___ Records to process ___

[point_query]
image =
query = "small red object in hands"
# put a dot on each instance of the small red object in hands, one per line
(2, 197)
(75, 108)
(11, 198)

___

### Task details
Convert every line of the entries above into a JSON array of strings, one string per line, omitting any blank lines.

### Output
[
  "[point_query]",
  "image =",
  "query = \"small red object in hands\"",
  "# put a dot on each instance of the small red object in hands, one per line",
  "(2, 197)",
  "(75, 108)",
  "(11, 198)"
]